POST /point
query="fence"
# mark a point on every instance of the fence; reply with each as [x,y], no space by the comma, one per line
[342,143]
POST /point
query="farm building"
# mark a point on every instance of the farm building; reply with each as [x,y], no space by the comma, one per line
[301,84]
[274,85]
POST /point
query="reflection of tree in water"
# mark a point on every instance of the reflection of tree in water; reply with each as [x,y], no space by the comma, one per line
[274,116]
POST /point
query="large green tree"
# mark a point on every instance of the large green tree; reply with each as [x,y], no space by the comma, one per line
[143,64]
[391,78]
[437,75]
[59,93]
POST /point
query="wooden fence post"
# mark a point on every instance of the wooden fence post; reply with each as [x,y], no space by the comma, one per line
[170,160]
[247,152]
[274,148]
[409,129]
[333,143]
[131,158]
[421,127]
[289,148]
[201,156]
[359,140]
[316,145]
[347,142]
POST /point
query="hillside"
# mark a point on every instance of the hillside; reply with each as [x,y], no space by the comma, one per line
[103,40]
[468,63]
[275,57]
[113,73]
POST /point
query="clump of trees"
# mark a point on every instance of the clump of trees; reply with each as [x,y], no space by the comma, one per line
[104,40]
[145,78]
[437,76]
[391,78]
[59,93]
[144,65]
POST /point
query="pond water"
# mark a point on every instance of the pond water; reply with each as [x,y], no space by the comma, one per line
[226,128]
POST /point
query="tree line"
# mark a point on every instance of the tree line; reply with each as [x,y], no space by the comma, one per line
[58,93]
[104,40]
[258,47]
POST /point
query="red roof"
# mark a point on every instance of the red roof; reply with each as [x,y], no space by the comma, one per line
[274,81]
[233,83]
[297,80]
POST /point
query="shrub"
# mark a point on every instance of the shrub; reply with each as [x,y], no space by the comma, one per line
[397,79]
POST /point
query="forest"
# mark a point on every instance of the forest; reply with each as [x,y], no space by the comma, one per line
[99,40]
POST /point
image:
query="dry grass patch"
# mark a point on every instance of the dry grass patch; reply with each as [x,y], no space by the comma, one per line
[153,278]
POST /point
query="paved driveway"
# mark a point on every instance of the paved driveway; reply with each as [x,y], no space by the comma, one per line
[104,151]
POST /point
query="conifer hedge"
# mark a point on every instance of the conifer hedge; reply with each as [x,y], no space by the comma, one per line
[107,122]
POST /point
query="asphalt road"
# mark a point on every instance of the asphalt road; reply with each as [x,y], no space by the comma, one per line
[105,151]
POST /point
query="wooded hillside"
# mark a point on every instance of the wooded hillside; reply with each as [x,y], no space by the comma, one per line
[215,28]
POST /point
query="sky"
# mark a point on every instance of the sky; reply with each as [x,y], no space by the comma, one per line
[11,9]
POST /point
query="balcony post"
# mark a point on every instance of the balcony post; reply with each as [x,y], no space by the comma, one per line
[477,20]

++++++++++

--- What is being asked ---
From the data above, pull out every line that contains the string "grass", and copy each one in full.

--- Answer in full ---
query="dry grass patch"
# mark a point on every instance of the dry grass patch; reply with each as [x,y], no space by the comma, one per line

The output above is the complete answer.